----- Supplied material -----

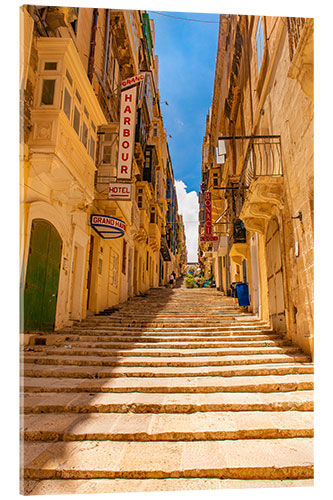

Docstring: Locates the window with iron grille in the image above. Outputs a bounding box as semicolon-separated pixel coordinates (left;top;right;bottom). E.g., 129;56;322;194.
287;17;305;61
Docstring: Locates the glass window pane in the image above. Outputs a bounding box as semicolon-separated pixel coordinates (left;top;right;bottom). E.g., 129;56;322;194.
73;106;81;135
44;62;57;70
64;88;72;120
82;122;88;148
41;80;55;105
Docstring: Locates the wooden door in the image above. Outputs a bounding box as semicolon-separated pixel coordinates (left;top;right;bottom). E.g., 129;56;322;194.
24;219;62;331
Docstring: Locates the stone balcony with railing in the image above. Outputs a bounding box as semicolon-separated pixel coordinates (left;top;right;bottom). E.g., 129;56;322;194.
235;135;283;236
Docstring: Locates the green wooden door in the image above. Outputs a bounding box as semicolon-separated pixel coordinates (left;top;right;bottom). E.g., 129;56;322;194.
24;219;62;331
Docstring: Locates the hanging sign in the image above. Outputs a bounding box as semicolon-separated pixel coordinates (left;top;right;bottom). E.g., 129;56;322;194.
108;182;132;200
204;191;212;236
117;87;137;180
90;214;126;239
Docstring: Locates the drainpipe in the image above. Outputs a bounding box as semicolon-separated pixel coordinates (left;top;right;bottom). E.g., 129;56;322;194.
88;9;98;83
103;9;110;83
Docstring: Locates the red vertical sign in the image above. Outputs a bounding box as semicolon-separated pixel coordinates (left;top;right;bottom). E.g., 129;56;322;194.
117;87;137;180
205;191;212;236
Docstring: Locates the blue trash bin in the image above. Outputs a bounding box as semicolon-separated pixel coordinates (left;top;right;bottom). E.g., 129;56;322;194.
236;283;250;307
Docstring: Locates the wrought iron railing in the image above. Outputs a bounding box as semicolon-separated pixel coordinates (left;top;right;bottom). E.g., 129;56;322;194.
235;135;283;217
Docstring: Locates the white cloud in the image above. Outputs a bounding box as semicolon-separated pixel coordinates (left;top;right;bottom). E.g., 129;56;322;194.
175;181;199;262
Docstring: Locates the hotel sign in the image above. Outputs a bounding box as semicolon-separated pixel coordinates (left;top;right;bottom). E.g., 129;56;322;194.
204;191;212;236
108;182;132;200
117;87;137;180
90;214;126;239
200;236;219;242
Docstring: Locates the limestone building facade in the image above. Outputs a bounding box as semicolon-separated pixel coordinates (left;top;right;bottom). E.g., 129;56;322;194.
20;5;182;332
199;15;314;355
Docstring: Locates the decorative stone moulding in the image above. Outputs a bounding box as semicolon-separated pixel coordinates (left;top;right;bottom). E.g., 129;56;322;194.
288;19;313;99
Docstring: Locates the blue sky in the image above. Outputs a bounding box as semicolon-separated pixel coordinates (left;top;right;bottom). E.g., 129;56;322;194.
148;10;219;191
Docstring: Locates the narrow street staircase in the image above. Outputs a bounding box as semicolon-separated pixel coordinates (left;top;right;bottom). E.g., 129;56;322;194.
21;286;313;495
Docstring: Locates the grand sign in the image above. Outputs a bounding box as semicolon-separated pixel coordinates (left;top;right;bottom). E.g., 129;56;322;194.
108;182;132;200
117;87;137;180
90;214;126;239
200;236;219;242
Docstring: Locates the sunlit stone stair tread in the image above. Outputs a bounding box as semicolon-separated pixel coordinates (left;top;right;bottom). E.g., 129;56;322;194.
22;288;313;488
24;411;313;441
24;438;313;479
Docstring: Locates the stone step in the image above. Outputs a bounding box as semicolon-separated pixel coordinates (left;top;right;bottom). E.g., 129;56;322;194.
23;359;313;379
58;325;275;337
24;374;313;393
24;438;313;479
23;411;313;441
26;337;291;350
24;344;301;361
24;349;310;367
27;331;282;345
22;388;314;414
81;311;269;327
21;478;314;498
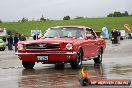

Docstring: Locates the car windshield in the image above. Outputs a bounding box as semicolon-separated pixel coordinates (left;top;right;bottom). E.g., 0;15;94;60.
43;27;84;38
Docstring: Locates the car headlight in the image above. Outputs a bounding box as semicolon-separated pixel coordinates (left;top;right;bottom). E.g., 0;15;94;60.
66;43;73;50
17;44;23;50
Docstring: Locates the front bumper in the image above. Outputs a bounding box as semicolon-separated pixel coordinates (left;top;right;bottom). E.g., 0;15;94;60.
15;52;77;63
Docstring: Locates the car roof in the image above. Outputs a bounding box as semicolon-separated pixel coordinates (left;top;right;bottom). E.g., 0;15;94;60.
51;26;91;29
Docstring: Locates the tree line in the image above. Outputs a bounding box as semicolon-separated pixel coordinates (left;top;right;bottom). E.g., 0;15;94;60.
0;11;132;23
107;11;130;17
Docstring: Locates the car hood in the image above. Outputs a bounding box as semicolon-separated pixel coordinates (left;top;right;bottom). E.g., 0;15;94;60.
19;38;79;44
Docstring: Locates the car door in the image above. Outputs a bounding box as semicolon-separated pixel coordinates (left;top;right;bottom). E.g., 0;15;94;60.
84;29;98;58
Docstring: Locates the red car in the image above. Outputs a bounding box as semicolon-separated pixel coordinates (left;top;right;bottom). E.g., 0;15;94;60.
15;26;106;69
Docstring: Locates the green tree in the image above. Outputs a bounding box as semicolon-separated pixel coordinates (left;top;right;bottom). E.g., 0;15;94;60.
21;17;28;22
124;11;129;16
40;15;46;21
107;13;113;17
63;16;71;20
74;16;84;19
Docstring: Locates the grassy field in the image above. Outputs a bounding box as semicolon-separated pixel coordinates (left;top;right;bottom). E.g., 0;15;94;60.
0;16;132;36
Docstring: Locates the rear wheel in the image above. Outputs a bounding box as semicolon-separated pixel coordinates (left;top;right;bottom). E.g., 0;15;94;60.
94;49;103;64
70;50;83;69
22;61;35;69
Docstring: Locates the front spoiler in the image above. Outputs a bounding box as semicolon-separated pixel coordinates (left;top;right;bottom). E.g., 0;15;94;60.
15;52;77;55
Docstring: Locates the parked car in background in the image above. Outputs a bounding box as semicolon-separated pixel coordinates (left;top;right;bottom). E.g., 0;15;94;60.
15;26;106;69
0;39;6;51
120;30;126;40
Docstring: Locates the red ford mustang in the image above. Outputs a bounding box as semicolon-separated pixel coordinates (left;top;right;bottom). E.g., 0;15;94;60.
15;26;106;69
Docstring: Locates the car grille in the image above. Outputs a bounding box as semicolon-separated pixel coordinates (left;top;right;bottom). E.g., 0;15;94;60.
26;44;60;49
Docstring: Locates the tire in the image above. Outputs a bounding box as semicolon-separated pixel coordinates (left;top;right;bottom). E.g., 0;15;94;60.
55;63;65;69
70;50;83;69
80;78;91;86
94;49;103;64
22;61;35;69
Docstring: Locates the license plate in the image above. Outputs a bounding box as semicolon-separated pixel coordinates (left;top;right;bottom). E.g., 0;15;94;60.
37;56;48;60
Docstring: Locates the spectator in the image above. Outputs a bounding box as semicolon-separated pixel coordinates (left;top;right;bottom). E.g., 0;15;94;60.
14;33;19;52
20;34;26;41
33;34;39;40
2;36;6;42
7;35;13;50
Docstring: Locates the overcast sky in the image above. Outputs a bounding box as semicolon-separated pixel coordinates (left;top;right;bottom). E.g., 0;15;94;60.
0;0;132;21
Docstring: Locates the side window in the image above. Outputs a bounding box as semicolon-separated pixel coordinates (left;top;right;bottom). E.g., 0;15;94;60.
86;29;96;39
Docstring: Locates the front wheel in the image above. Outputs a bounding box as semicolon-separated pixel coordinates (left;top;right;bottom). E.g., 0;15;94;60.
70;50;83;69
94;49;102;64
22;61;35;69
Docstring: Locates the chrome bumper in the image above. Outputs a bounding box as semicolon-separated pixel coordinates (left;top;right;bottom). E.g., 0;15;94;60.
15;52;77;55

-----

- _Your task_
Copy out verbatim the stretch of the records above, from the line containing "Docstring: Locates the parked" through the line containing "120;30;126;40", including both of those lines.

- _Output of the task_
Docstring: Locates the parked car in background in the image above. Outputs a bounding box as semicolon-separated pixel coordinates (left;top;right;bottom). E.g., 0;15;94;60.
15;26;106;69
0;39;6;51
120;30;126;40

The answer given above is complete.